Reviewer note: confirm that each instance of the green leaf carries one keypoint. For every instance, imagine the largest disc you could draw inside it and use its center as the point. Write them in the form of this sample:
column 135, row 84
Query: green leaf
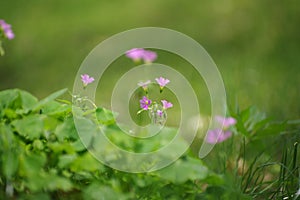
column 183, row 170
column 105, row 116
column 66, row 160
column 97, row 191
column 86, row 162
column 9, row 99
column 48, row 99
column 28, row 100
column 66, row 130
column 10, row 163
column 31, row 127
column 31, row 164
column 56, row 109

□ □ □ □ □ □ □

Return every line above word for word, minus images.

**Response for this exercise:**
Reviewer note: confirm that each instance of the green leaf carries one keypoint. For every instance, imagine the largest disc you could draw inside it and use its center as the point. Write them in the form of this sample:
column 135, row 84
Query: green leaf
column 183, row 170
column 105, row 116
column 66, row 160
column 97, row 191
column 86, row 162
column 9, row 99
column 48, row 99
column 28, row 100
column 66, row 130
column 10, row 163
column 31, row 127
column 31, row 164
column 56, row 109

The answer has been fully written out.